Directive A:
Put the data records into a numbered list, from the line containing "with stars in" down to the last line of the records, leaving out any blank lines.

Document excerpt:
Three areas of inherent risks to consider are:
- Workforce risk (e.g., Is the work dangerous or demanding? Is the labor force undervalued or low skilled?)
- Business model risk (e.g., human resource heavy, production/processing of raw materials, reliance on temporary laborers)
- Geographic risk (e.g., operating in locations with lower levels of regulation/enforcement, areas with historical human rights abuses)
Here again, third-party diligence data may provide information to facilitate the assessment of risk, including information on parties in the supply chain and their related entities, which can be analyzed to see if they are operating in areas subject to further scrutiny, such as the Xinjiang Uyghur Autonomous Region.
Additionally, where the risk is within the company’s operations and further scrutiny is warranted, analytics on payroll data to examine classes of workers can determine whether workers doing similar jobs receive similar remuneration or whether certain classes of workers receive lower pay rates or are subject to more frequent and higher deductions. Further, while many workers in at-risk roles or regions may not have company-provided devices, there are technology options, such as anonymously surveying over SMS message or secure websites or placing kiosks in private areas, to gather information from employees on working conditions and risks around human rights. Many compliance departments may be overlooking these types of data as part of a broad compliance analytics program, failing to realize the value of this information in specific scenarios to assess and mitigate risks. Additionally, if substantive issues are found, organizations can build more standardized data collection and analysis around these sources to demonstrate continuous improvement of their compliance program.

(Data records)

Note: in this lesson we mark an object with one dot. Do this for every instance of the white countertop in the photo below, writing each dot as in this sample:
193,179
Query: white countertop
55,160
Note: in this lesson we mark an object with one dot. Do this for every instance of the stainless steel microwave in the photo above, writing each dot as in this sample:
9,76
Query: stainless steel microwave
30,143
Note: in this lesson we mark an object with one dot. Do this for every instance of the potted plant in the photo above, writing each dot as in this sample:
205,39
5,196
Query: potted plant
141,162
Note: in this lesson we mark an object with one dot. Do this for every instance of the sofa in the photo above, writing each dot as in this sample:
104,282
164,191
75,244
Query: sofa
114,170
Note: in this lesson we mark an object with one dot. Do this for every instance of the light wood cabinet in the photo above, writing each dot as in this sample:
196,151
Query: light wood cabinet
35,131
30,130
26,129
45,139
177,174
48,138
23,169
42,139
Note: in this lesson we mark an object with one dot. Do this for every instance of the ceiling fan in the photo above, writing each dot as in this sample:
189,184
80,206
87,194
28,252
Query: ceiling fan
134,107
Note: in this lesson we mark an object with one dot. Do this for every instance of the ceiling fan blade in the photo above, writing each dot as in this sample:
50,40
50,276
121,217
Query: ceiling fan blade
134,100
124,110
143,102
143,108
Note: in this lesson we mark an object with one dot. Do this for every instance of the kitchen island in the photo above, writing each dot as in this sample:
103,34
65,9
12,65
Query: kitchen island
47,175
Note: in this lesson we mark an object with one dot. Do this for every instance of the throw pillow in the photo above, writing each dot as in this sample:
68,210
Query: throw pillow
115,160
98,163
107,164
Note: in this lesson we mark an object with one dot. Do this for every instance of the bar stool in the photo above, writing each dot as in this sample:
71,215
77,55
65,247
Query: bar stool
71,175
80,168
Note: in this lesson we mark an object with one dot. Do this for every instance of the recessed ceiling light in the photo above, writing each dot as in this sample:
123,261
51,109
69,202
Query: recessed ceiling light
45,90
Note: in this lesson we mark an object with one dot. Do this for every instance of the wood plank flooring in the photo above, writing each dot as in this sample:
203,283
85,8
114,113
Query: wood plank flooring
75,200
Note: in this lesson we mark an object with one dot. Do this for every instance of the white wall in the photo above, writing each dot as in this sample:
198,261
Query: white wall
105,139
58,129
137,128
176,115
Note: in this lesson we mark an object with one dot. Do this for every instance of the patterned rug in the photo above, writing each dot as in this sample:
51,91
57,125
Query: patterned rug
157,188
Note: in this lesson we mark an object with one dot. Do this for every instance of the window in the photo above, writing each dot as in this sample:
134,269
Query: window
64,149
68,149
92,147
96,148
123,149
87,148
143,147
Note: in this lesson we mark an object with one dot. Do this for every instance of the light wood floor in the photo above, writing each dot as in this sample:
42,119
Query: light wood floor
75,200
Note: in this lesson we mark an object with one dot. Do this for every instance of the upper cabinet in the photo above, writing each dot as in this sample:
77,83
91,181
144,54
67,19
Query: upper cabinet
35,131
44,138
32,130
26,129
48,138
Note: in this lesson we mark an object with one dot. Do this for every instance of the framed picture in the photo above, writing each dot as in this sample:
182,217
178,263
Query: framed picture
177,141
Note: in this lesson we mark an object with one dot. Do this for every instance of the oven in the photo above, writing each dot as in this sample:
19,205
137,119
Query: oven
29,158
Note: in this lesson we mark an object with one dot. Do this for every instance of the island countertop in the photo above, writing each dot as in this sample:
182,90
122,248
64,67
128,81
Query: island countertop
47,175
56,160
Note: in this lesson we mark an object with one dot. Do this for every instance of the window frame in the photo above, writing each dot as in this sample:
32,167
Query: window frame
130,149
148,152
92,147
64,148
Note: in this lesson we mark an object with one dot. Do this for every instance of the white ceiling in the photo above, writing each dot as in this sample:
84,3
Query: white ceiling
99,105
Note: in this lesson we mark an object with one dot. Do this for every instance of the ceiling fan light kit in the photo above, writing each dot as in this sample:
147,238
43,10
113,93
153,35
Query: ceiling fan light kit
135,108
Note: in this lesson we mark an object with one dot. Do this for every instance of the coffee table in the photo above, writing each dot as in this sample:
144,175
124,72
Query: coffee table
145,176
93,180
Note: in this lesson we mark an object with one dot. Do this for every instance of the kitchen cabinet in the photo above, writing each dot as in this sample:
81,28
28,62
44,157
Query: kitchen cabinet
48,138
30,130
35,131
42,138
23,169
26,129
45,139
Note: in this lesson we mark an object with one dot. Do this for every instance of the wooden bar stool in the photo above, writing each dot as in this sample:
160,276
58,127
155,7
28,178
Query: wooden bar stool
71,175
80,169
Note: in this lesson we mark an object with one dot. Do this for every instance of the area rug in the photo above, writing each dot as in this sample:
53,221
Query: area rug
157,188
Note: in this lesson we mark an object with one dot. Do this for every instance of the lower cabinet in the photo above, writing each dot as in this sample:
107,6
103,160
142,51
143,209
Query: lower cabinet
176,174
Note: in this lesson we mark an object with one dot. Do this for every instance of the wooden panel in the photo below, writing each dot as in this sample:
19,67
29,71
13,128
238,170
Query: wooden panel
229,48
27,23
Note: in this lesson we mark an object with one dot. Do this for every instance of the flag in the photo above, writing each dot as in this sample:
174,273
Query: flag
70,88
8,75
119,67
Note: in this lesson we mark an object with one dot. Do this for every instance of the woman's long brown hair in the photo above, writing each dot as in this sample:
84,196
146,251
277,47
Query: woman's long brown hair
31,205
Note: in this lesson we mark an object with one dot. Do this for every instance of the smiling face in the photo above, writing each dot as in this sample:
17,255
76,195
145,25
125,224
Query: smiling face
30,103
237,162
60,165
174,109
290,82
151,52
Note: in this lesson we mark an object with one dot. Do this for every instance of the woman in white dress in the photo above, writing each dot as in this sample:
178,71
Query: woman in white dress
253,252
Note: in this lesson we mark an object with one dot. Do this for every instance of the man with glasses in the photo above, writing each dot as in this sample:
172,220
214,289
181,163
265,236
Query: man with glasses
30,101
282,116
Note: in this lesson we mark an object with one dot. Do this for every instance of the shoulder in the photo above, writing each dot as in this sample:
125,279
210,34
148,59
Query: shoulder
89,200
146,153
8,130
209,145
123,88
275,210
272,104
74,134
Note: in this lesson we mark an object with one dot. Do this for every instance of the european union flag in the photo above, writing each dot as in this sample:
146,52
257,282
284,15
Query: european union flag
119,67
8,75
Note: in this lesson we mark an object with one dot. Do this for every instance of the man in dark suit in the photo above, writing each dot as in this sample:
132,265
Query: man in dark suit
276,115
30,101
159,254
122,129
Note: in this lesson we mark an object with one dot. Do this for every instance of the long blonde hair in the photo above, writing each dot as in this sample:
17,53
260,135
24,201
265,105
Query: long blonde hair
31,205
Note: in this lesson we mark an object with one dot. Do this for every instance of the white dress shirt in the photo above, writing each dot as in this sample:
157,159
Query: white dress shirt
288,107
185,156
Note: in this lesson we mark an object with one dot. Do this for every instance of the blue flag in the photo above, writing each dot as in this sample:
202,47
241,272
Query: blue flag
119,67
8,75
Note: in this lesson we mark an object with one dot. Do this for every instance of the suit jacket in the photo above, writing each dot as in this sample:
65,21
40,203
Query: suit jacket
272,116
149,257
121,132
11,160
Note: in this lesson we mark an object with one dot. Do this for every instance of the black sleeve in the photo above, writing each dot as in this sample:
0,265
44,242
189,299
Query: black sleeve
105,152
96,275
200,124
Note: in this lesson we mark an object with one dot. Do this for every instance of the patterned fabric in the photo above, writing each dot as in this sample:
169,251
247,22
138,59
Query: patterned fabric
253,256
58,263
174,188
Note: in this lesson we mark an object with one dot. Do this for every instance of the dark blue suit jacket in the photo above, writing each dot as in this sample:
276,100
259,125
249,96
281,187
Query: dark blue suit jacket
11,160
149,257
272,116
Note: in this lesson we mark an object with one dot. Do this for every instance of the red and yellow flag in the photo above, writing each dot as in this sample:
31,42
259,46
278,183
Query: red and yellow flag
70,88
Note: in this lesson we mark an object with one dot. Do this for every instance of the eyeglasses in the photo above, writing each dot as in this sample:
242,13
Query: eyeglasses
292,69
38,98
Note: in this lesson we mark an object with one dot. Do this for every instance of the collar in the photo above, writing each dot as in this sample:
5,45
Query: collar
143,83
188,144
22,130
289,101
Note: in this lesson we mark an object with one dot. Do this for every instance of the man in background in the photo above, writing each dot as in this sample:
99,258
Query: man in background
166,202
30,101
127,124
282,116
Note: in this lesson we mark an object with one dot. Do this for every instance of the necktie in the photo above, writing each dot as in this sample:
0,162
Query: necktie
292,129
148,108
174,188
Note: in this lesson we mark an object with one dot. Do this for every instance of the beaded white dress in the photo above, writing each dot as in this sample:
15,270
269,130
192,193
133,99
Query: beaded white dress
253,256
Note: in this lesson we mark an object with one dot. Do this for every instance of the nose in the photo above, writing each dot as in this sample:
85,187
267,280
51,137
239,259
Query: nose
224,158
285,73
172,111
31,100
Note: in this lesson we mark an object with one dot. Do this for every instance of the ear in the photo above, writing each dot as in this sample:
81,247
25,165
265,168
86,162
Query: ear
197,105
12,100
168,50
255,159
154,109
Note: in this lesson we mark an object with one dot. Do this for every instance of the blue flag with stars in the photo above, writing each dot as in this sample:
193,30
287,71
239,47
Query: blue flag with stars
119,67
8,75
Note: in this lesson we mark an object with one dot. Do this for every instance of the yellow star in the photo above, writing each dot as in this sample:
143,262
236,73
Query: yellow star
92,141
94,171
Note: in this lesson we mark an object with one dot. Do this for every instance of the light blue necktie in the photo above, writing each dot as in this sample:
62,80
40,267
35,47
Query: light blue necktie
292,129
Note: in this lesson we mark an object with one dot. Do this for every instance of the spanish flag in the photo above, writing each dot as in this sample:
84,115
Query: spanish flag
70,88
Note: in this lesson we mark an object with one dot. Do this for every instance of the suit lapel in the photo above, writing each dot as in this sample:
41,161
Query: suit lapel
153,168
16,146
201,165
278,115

Directive B:
From the passage on supply chain risk, duplicate everything from "- Geographic risk" down to "Uyghur Autonomous Region.", word for word.

Correct result A:
1. Note: in this lesson we mark an object with one dot. Do this for every instance of the blue flag with stars in the photo above, writing each dot as in this sample:
2. 193,30
3. 287,71
4. 239,47
5. Query: blue flag with stars
6. 119,67
7. 8,75
8. Note: in this lesson we mark an object with one dot. Do this for every instance of the yellow star in the photo above, writing each dot as in this sample:
9. 143,262
10. 236,73
11. Query: yellow star
12. 92,141
13. 94,171
14. Note: in this lesson we mark an object with one dot. Do this for every instance of the light blue necktie in the photo above, writing each dot as in this sample:
15. 62,80
16. 40,267
17. 35,47
18. Query: light blue necktie
19. 292,129
20. Note: in this lesson we mark an object with one dot. Do this for every instance of the spanish flag in the photo above, writing each dot as in this sample:
21. 84,115
22. Query: spanish flag
23. 70,88
24. Note: in this lesson we mark an object with one dot. Do this for every instance of the suit lapel in the photo above, writing each dot as in this sample:
25. 41,161
26. Query: suit lapel
27. 153,168
28. 16,146
29. 201,165
30. 278,115

Correct result B:
- Geographic risk (e.g., operating in locations with lower levels of regulation/enforcement, areas with historical human rights abuses)
Here again, third-party diligence data may provide information to facilitate the assessment of risk, including information on parties in the supply chain and their related entities, which can be analyzed to see if they are operating in areas subject to further scrutiny, such as the Xinjiang Uyghur Autonomous Region.